[Point labeling items]

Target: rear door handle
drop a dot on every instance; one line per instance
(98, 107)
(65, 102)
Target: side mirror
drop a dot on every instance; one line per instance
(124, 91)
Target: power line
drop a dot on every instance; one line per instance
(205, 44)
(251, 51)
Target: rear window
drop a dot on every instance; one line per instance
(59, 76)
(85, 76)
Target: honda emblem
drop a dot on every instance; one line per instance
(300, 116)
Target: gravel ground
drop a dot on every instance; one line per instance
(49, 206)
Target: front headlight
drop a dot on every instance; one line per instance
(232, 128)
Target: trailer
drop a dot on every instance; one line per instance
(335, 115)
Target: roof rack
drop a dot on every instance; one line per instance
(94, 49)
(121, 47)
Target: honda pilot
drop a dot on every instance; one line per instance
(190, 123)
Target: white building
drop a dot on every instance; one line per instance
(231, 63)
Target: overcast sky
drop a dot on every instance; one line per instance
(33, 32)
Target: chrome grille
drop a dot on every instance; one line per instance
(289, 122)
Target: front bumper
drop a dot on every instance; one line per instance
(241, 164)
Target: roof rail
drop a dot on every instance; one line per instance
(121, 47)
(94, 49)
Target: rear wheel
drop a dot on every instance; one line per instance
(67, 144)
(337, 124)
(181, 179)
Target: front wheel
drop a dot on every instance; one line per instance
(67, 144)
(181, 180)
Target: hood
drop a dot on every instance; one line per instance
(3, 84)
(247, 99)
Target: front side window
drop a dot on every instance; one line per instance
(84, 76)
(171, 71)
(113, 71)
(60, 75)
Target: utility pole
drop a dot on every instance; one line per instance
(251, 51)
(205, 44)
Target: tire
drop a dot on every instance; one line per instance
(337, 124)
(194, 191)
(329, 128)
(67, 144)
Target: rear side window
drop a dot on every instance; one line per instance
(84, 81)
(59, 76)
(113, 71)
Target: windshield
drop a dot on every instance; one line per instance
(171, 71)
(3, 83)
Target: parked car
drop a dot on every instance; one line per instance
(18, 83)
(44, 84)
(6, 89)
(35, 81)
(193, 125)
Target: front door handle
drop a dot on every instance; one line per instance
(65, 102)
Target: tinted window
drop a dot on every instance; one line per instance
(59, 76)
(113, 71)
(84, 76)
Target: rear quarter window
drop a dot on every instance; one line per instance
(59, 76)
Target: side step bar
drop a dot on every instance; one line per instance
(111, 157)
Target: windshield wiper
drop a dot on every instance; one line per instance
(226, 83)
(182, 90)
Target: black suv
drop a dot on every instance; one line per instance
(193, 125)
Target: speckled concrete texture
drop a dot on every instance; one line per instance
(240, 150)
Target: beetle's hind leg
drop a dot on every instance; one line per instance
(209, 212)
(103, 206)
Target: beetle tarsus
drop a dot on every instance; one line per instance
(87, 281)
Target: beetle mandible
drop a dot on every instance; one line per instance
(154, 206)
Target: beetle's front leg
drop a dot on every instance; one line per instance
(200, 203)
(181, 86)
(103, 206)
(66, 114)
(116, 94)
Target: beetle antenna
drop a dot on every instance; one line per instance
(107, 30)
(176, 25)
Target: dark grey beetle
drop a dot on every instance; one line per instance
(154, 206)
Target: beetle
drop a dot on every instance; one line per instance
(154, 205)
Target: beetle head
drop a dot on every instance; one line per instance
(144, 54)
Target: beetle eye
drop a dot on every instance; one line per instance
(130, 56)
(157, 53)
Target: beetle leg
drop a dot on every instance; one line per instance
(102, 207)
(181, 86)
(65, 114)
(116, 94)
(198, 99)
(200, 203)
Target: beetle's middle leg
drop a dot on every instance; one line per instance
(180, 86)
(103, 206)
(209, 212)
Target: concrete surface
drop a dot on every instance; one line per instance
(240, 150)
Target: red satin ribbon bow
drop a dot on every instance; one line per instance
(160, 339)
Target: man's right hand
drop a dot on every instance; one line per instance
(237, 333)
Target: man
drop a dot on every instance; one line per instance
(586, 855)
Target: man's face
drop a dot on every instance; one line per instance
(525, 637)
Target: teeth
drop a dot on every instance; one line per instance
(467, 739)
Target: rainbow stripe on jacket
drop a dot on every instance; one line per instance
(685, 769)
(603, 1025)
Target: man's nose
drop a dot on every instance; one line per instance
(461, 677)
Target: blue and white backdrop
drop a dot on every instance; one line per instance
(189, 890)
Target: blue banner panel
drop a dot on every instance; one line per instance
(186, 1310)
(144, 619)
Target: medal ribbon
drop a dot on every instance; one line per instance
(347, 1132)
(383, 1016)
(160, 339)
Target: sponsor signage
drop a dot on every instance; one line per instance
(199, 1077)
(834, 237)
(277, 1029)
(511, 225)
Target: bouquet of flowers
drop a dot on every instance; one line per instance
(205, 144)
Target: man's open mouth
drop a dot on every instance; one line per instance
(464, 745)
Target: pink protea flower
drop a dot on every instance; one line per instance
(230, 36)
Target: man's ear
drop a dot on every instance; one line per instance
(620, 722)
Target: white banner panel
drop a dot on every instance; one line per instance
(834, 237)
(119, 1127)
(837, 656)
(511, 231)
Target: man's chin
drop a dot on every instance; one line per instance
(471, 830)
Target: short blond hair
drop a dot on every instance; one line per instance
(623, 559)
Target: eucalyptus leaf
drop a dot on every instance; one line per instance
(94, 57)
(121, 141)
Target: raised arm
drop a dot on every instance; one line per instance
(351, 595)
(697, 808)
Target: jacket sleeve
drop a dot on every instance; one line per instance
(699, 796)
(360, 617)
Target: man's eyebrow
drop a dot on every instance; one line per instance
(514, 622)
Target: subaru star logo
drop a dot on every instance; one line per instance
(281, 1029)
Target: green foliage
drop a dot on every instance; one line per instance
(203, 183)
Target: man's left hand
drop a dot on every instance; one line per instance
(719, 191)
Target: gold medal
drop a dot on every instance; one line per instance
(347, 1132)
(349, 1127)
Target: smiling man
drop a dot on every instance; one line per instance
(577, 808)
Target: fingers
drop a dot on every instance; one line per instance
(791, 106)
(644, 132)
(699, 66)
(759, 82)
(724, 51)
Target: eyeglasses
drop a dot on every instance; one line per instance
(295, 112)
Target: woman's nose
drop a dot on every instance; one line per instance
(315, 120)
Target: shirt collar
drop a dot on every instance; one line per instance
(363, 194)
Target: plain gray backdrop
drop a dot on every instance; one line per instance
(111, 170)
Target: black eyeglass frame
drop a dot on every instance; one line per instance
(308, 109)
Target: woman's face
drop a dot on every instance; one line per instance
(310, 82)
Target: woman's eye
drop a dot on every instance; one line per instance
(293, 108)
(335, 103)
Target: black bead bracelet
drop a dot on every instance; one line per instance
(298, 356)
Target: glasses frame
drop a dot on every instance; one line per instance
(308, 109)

[TASK DETAILS]
Please format the lines above as a JSON list of strings, one string per line with blank lines omitted, starting with the line that contains "Target: black eyeglass frame" and continuing through the end of the items.

[EXPECTED ANSWER]
[
  "Target: black eyeglass frame",
  "drop a dot on every instance; one line per instance",
  "(308, 109)",
  "Target: woman's face",
  "drop a dot on every instance; one line per instance",
  "(310, 82)",
  "Target: woman's eye",
  "drop a dot on every instance; one line per instance",
  "(293, 108)",
  "(335, 103)",
  "Target: black bead bracelet",
  "drop a dot on every instance; one line per instance",
  "(298, 356)",
  "Target: glasses frame",
  "drop a dot on every instance; one line per instance",
  "(308, 109)"
]